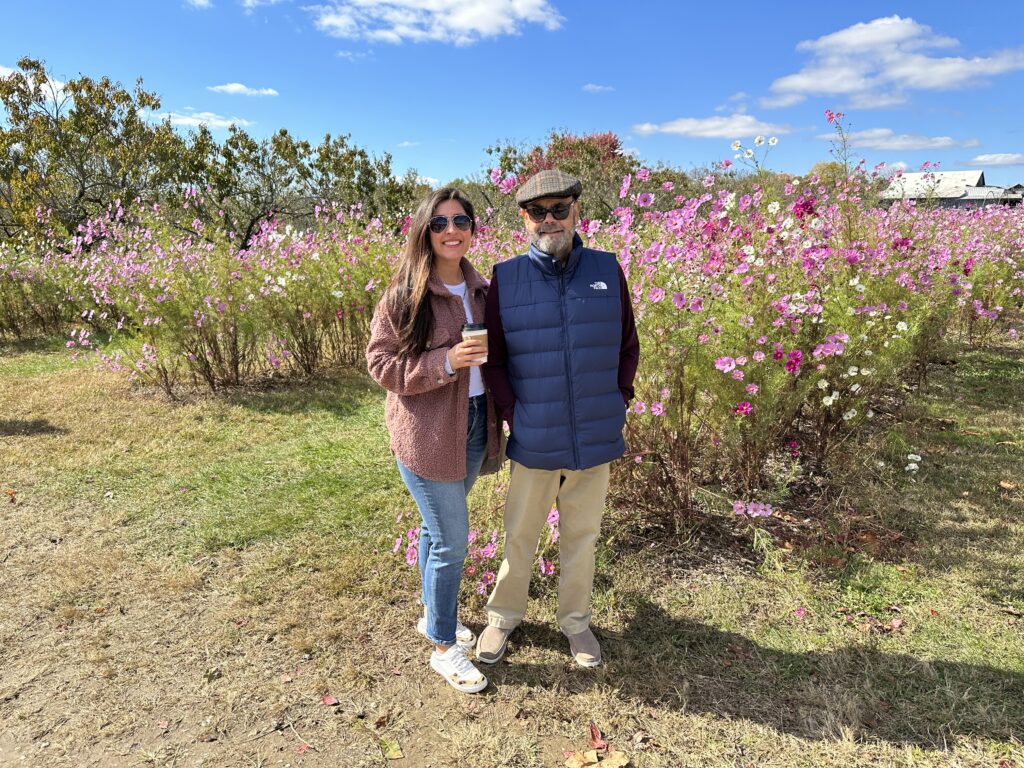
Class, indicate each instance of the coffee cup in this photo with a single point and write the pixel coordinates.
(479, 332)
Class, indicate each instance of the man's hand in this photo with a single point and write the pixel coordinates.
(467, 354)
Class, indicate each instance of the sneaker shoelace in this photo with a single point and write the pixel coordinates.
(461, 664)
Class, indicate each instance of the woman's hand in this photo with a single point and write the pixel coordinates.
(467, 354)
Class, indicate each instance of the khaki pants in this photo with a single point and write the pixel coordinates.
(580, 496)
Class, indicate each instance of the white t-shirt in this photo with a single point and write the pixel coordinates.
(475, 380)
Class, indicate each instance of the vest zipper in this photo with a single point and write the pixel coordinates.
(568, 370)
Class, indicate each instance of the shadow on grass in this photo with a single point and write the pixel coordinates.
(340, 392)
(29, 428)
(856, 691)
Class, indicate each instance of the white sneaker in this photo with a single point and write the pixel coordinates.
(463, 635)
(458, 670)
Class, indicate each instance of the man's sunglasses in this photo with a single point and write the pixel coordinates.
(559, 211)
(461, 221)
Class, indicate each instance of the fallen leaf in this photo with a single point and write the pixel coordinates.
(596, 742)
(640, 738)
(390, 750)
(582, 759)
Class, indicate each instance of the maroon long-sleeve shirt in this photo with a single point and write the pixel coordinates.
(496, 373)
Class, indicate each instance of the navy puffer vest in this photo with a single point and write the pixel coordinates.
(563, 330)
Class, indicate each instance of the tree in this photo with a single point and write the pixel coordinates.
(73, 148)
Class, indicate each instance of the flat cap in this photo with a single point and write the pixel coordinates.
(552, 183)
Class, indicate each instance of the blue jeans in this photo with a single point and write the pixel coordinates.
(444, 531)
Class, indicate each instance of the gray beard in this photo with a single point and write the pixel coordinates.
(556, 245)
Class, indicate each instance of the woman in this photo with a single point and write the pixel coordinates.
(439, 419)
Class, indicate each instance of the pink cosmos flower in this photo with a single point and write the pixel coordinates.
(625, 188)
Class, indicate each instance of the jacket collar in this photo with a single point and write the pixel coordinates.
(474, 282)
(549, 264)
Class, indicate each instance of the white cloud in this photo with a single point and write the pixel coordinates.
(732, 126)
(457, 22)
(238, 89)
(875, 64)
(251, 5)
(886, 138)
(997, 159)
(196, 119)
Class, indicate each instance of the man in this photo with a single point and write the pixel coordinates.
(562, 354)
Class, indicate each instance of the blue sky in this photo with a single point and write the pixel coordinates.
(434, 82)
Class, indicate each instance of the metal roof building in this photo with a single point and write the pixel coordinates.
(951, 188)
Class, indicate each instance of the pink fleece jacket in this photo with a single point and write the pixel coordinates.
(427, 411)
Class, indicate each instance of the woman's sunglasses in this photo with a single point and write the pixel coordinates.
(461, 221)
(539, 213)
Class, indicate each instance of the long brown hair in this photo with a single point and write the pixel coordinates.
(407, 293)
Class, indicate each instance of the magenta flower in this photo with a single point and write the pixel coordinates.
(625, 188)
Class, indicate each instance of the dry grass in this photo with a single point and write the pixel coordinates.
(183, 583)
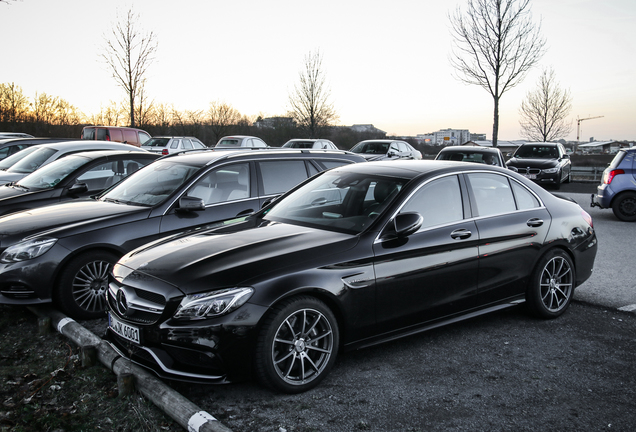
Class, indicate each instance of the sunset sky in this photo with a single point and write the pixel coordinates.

________________________

### Task directions
Send back every record exactly as it stands, except the pictures.

### Result
Class, indicate each instance of the coffee cup in this photo with a single point and write the pixel coordinates.
(479, 332)
Class, indicate each instance of the man's hand in this photo with a single point and write the pixel coordinates.
(467, 354)
Class, indicate each instance of the sneaker shoelace in this photo with a single point and write the pixel coordinates.
(461, 664)
Class, indicate each instance of the woman's hand in this photo with a single point and write the pixel coordinates.
(467, 354)
Class, indicate each instance of the khaki pants in this photo with a single point and write the pixel coordinates.
(580, 496)
Class, indicate each instance of the white t-shirt in this photo with a single point and write the pixel coordinates.
(475, 380)
Class, indicate each instance of the vest zipper in this photo with a single point and write the pixel coordinates.
(568, 370)
Class, indicate each instance of the shadow on grass in this photo with a single point and write the pixel coordinates.
(340, 392)
(29, 428)
(856, 691)
Class, indicate each instance of the white sneaker in this photo with a single point and write the pixel coordinates.
(463, 635)
(458, 670)
Class, indicate each instance of the man's sunglasses in this photo with a single point and write the pixel coordinates.
(559, 211)
(461, 221)
Class, indicate each instance of the fallen leaf in this photo with a single point and write the pixel coordinates.
(596, 742)
(640, 738)
(390, 750)
(582, 759)
Class, indicate each instance of the maroon long-sleeve shirt in this photo with a single point and write the pixel coordinates.
(496, 373)
Class, indicate each instance of the navy puffer vest in this photo with a single point and write the pixel coordinates.
(563, 330)
Class, indicate each instance of the tree in this photo with a single point and write the pixel coordinates.
(73, 148)
Class, indicate each instance of the flat cap in this photo with a single point and write the pixel coordinates.
(552, 183)
Class, indicate each instance of the blue jeans in this photo with a single point and write the pixel coordinates.
(444, 531)
Class, indicate each instance of the gray beard in this photo with a single point and write the pixel coordinates.
(556, 245)
Class, indicate each instance of the woman in this photo with a single point and write the pixel coordinates.
(439, 419)
Class, indicate each instance of the pink cosmos flower in this photo with a single point and write the pixel coordinates.
(625, 188)
Class, indicate each instance of the jacket collar in this photo with a single point and write the pixel coordinates.
(474, 282)
(549, 264)
Class, indicate each instance of the white cloud in this photo with a single point and write the pixel coordinates.
(732, 126)
(457, 22)
(238, 89)
(875, 64)
(251, 5)
(886, 138)
(997, 159)
(196, 119)
Class, indicate each instance of the man in this photo with a single point and write the pixel coordinates.
(562, 354)
Class, indicate each instance of the blue sky in this photo with a single point and write the pixel coordinates.
(434, 82)
Class, indicate each instance of the metal roof building in this photo with a single point and write the pixel coordinates.
(951, 188)
Class, indicate each instance of the pink fleece jacket in this photo with a single point and write the pixel coordinates.
(427, 411)
Class, indicate each instance of the woman's sunglasses in this photo with a single point and write the pixel coordinates.
(461, 221)
(539, 213)
Class, indicate each instance of the long brown hair in this photo with a single point and write the pixel coordinates.
(407, 293)
Class, indicate each instance of the magenta flower in this photo with a single point and write the pixel coordinates.
(625, 188)
Class, indicate each instance of the dry grass in this photo with a single point and write the pixel coordinates.
(183, 583)
Class, indicate each instance of the sunset sky in this photo with a single point and write the pixel coordinates.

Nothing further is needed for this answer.